(Data items)
════

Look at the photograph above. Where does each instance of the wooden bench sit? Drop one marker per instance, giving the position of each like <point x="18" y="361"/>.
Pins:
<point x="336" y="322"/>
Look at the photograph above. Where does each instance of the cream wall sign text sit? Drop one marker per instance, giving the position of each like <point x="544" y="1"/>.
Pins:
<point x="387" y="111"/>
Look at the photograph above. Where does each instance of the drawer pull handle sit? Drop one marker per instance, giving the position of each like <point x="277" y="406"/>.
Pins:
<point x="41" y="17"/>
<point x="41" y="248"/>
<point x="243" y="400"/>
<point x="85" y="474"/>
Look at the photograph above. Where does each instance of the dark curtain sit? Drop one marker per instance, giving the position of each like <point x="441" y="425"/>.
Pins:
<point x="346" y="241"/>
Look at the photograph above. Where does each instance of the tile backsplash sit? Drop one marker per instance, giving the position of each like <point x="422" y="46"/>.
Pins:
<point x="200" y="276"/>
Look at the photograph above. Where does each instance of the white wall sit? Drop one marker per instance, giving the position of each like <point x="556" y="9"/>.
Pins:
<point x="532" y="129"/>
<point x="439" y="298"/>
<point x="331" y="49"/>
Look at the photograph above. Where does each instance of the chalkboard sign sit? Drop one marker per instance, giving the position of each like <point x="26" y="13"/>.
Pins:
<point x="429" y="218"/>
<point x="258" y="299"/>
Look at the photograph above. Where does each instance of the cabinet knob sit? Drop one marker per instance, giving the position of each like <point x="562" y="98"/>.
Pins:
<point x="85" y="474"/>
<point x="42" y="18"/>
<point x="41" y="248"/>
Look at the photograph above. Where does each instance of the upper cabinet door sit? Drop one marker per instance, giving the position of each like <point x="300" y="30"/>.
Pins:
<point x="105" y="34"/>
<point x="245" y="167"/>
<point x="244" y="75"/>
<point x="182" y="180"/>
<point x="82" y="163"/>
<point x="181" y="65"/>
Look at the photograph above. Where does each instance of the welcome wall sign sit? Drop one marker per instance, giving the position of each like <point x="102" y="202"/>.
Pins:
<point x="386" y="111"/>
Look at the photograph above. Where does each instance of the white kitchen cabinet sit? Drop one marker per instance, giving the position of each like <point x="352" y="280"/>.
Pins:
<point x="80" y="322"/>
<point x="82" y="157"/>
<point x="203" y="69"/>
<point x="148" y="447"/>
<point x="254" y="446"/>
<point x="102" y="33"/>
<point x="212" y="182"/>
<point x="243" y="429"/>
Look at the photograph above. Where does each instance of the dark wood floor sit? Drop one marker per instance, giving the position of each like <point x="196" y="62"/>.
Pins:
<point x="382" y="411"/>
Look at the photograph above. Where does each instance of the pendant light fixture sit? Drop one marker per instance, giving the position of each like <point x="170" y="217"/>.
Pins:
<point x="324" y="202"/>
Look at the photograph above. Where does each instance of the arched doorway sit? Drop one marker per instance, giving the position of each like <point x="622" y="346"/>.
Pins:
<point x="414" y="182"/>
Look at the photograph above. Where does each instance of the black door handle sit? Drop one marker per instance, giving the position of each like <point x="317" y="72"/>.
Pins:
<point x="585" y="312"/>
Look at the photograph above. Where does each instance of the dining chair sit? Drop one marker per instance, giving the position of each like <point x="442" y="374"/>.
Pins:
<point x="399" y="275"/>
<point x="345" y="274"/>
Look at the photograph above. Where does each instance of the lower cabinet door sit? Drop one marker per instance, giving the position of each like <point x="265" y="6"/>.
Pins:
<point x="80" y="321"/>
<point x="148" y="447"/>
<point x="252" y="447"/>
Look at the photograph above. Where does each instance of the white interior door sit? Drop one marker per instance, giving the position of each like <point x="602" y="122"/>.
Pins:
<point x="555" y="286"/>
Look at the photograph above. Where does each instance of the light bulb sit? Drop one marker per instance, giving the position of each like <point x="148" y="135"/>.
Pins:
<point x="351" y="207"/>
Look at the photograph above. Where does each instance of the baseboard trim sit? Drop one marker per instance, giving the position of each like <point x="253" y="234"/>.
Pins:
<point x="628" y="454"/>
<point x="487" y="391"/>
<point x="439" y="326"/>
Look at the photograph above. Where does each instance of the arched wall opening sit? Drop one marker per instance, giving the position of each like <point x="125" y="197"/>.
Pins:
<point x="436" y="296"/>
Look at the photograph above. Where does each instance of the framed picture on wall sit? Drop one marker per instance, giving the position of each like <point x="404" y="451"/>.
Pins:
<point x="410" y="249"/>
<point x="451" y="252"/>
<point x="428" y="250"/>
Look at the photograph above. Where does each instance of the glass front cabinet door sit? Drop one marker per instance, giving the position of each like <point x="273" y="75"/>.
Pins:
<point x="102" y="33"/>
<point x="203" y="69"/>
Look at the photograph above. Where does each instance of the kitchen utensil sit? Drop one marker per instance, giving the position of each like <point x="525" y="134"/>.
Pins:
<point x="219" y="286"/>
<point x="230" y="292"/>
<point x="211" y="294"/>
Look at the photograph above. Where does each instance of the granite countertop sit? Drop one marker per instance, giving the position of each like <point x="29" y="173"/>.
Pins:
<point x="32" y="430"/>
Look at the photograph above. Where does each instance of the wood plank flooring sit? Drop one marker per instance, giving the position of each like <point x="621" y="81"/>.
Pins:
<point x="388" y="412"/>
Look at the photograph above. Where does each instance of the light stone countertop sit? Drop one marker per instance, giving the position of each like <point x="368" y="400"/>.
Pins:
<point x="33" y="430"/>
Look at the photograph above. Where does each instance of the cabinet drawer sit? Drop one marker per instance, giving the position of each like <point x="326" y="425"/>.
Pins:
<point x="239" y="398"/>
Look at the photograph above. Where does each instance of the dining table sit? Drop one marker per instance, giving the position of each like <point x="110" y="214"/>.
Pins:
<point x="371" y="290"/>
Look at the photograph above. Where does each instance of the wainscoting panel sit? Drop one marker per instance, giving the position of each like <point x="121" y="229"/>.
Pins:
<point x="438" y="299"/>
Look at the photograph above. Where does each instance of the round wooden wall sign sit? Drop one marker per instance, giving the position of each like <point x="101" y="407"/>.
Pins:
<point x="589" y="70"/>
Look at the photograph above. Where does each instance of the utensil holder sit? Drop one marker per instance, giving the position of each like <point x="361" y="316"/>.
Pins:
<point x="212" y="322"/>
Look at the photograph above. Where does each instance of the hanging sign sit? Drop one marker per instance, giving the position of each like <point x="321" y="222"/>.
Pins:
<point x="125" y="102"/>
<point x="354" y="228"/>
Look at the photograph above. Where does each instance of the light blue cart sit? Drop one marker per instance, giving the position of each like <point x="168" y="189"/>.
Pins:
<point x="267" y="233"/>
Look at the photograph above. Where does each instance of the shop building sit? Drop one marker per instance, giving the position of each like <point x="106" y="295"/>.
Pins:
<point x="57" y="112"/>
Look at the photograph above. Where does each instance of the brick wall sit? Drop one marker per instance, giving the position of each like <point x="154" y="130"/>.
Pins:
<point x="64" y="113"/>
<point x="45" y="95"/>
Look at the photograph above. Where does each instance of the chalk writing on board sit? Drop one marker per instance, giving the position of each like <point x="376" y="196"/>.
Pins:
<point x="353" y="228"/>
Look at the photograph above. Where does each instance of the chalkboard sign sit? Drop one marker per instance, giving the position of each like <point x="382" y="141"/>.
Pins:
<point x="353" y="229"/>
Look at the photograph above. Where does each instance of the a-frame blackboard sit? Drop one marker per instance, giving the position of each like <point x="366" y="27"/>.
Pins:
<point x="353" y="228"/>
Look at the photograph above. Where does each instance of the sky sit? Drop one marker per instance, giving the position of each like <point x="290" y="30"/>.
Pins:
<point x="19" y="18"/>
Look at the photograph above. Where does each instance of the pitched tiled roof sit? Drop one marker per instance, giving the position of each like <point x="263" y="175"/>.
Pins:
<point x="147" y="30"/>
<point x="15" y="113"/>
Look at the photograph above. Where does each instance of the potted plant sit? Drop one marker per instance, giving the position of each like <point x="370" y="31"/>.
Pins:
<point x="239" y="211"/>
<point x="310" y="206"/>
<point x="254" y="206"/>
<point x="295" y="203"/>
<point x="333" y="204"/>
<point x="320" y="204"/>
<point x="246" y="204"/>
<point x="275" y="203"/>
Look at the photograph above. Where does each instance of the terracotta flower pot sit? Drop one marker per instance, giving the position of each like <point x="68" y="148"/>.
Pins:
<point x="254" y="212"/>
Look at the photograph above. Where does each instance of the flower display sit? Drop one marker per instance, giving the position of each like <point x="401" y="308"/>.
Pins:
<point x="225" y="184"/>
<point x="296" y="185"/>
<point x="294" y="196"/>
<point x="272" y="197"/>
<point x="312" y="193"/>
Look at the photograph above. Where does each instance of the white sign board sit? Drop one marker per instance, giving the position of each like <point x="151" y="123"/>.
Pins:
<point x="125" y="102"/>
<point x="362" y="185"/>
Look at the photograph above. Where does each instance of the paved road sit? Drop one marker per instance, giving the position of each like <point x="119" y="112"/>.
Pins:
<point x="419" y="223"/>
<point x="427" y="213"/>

════

Assignment
Please say how many lines in the records above contain the word "arched", giving the number alone.

Output of the exercise
2